§ RECORD EXCERPTS
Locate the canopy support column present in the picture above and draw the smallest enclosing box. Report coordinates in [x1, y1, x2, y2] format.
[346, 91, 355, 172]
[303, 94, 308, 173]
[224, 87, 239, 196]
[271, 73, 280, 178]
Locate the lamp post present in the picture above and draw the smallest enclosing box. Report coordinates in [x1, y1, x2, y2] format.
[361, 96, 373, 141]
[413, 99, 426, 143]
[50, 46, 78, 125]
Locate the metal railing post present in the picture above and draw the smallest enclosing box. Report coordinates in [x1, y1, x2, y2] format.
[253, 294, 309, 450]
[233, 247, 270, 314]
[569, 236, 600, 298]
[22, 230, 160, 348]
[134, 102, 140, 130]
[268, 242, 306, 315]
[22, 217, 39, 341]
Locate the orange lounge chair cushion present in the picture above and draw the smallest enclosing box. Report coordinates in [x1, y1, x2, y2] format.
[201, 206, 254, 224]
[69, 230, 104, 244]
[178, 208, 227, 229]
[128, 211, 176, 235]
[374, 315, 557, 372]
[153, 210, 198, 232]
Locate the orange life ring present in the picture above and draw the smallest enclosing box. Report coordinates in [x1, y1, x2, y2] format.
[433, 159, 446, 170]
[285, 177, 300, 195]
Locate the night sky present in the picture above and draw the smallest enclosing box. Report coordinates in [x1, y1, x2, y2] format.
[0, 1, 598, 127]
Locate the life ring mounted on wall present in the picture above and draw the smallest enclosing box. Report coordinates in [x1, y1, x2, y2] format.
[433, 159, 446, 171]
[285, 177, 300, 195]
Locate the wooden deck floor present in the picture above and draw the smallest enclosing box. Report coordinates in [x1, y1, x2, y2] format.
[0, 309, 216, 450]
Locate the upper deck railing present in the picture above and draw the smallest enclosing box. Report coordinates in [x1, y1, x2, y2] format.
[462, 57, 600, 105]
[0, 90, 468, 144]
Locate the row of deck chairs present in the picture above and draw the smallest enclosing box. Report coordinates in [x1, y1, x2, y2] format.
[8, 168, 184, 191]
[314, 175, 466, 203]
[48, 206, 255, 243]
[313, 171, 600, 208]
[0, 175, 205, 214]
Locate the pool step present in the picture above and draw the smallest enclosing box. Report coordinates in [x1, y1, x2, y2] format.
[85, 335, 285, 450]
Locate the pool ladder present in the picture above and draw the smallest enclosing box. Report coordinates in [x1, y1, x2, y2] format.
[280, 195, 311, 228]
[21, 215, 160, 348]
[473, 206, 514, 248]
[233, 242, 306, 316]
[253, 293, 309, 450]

§ TASK PROMPT
Taking no liberties, give the material above again in full.

§ WRITTEN RESPONSE
Locate the canopy support column present in the picture above and draw the smallest enclosing box. Report coordinates in [x1, y1, x2, y2] format.
[346, 91, 355, 172]
[303, 94, 308, 173]
[224, 87, 239, 196]
[271, 73, 280, 178]
Locate the lamp post present in the picture above and draw the smallest enclosing box. Report coordinates in [x1, y1, x2, y2] format.
[361, 96, 373, 141]
[413, 99, 426, 143]
[50, 46, 78, 125]
Locate the metal railing post present in the picture above and draw the smallest enclosing box. Report coordinates in [x1, y1, x2, y2] format.
[253, 294, 309, 450]
[233, 247, 270, 314]
[569, 236, 600, 298]
[22, 230, 160, 348]
[134, 102, 140, 130]
[268, 242, 306, 315]
[22, 217, 39, 341]
Locate the orange lounge chair cushion present in the picture above and draw the smallest enclosing box. Report coordinates in [x1, y1, x2, y2] format.
[201, 206, 254, 224]
[69, 230, 104, 244]
[178, 208, 227, 229]
[128, 211, 176, 235]
[374, 315, 557, 372]
[153, 210, 198, 232]
Locate the orange life ring present in the picture above and draw the smallest enclosing box. Report coordinates in [x1, y1, x2, y2] format.
[433, 159, 446, 170]
[285, 177, 300, 195]
Locate the night sky present in the picture above and draw the smallest enclosing box. Report coordinates in [x1, y1, x2, y2] format.
[0, 1, 598, 127]
Locate the life ring mounted on wall present in the picture above and draw the smallest enclosing box. Report coordinates in [x1, y1, x2, y2] format.
[433, 159, 446, 171]
[285, 177, 300, 195]
Locate the wooden deck floor present in the picture above and draw the smallest enclosing box. Report coordinates in [x1, y1, x2, y2] format.
[0, 309, 216, 450]
Locate the upper deck railing present in the picture above and draw the smallest enclosing box. Report coordinates in [x1, y1, x2, y2] format.
[462, 57, 600, 105]
[0, 90, 468, 144]
Locate the row of deck chairs present in the picture above and draw the smallest enclosing box. Report coordinates in [x1, y1, x2, y2] format.
[8, 168, 184, 191]
[314, 175, 466, 203]
[48, 206, 255, 243]
[313, 171, 600, 208]
[0, 175, 205, 214]
Locate the pool step present in the picture above and draw the smallest enclosing box. Report coordinates in [x1, y1, x2, y2] format.
[85, 335, 285, 450]
Locate the pool ladder present in the picture above and draw the smallest enclosing box. Report coordinates in [x1, y1, x2, y2] format.
[280, 195, 311, 228]
[21, 215, 160, 348]
[473, 206, 514, 248]
[233, 242, 306, 316]
[253, 293, 309, 450]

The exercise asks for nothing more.